-- Record excerpts follows --

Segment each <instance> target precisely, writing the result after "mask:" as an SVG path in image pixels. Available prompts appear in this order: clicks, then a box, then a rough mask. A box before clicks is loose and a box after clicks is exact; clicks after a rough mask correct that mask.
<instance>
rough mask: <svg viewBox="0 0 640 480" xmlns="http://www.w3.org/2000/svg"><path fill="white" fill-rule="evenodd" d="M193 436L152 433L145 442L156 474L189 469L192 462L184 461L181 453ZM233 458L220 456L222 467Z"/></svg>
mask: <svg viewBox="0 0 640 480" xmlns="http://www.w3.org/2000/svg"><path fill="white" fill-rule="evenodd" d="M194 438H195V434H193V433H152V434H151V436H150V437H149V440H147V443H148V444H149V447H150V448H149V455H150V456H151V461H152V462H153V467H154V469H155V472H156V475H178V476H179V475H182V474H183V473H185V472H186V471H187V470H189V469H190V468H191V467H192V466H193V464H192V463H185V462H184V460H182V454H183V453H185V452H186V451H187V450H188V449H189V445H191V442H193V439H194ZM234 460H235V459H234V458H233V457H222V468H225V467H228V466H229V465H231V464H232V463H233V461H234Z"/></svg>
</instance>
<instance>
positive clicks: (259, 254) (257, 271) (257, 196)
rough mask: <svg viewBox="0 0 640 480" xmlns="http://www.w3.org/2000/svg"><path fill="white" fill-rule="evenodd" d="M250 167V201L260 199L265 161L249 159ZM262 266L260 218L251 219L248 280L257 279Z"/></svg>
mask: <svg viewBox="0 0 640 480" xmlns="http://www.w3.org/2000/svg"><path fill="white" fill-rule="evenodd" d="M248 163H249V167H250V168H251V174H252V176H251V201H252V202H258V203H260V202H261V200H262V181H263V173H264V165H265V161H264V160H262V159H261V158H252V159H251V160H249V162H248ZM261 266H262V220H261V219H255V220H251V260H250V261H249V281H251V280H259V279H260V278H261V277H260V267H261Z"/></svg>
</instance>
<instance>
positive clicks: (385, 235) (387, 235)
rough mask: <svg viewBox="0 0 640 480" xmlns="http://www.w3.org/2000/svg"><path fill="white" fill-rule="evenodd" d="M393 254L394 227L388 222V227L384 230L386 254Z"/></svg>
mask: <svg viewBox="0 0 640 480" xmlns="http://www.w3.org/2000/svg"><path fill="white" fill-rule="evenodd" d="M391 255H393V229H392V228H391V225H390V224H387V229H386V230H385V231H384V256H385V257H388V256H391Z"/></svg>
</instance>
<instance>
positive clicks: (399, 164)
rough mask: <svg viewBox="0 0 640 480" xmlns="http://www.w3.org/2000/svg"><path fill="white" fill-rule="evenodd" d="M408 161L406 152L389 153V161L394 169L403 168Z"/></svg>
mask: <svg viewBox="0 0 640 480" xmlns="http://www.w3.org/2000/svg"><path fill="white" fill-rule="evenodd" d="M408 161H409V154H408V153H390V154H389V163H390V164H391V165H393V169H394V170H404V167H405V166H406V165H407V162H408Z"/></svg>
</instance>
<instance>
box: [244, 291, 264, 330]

-- Record excerpts concluded --

Write the listing out again, exactly as it reads.

Written response:
Segment each <instance> target precisely, writing the result after "mask:" as an SVG path in image pixels. Available prompts appear in this order: clicks, then a box, then a rough mask. A box before clicks is loose and a box after clicks is exact; clicks after a rough mask correct that mask.
<instance>
rough mask: <svg viewBox="0 0 640 480" xmlns="http://www.w3.org/2000/svg"><path fill="white" fill-rule="evenodd" d="M193 436L152 433L145 442L156 474L189 469L192 462L184 461L181 453ZM233 458L220 456L222 467Z"/></svg>
mask: <svg viewBox="0 0 640 480" xmlns="http://www.w3.org/2000/svg"><path fill="white" fill-rule="evenodd" d="M194 438H195V434H193V433H152V434H151V436H150V437H149V440H147V443H148V444H149V447H150V448H149V455H150V456H151V461H152V462H153V467H154V469H155V472H156V475H178V476H179V475H182V474H183V473H185V472H186V471H187V470H189V469H190V468H191V467H192V466H193V464H192V463H185V462H184V460H182V454H183V453H185V452H186V451H187V450H188V449H189V445H191V442H193V439H194ZM234 460H235V459H234V458H233V457H222V468H225V467H228V466H229V465H231V464H232V463H233V461H234Z"/></svg>
</instance>
<instance>
positive clicks: (259, 254) (257, 271) (257, 196)
rough mask: <svg viewBox="0 0 640 480" xmlns="http://www.w3.org/2000/svg"><path fill="white" fill-rule="evenodd" d="M250 167V201L260 199L265 161L249 159ZM262 266L260 218L251 219L248 280L257 279Z"/></svg>
mask: <svg viewBox="0 0 640 480" xmlns="http://www.w3.org/2000/svg"><path fill="white" fill-rule="evenodd" d="M248 163H249V167H250V168H251V174H252V176H251V201H252V202H258V203H260V202H261V200H262V181H263V173H264V165H265V161H264V160H262V159H261V158H252V159H251V160H249V162H248ZM261 266H262V220H261V219H255V220H251V260H250V261H249V281H251V280H259V279H260V278H261V277H260V267H261Z"/></svg>
</instance>
<instance>
positive clicks: (385, 235) (387, 235)
rough mask: <svg viewBox="0 0 640 480" xmlns="http://www.w3.org/2000/svg"><path fill="white" fill-rule="evenodd" d="M393 254L394 227L388 222V227L384 230L386 254Z"/></svg>
mask: <svg viewBox="0 0 640 480" xmlns="http://www.w3.org/2000/svg"><path fill="white" fill-rule="evenodd" d="M391 255H393V229H392V228H391V225H390V224H387V229H386V230H385V231H384V256H385V257H388V256H391Z"/></svg>
</instance>
<instance>
positive clicks: (399, 164)
rough mask: <svg viewBox="0 0 640 480" xmlns="http://www.w3.org/2000/svg"><path fill="white" fill-rule="evenodd" d="M408 161L406 152L389 153V161L394 169L403 168Z"/></svg>
mask: <svg viewBox="0 0 640 480" xmlns="http://www.w3.org/2000/svg"><path fill="white" fill-rule="evenodd" d="M408 161H409V154H408V153H390V154H389V163H390V164H391V165H393V169H394V170H404V167H405V166H406V165H407V162H408Z"/></svg>
</instance>
<instance>
box: [244, 291, 264, 330]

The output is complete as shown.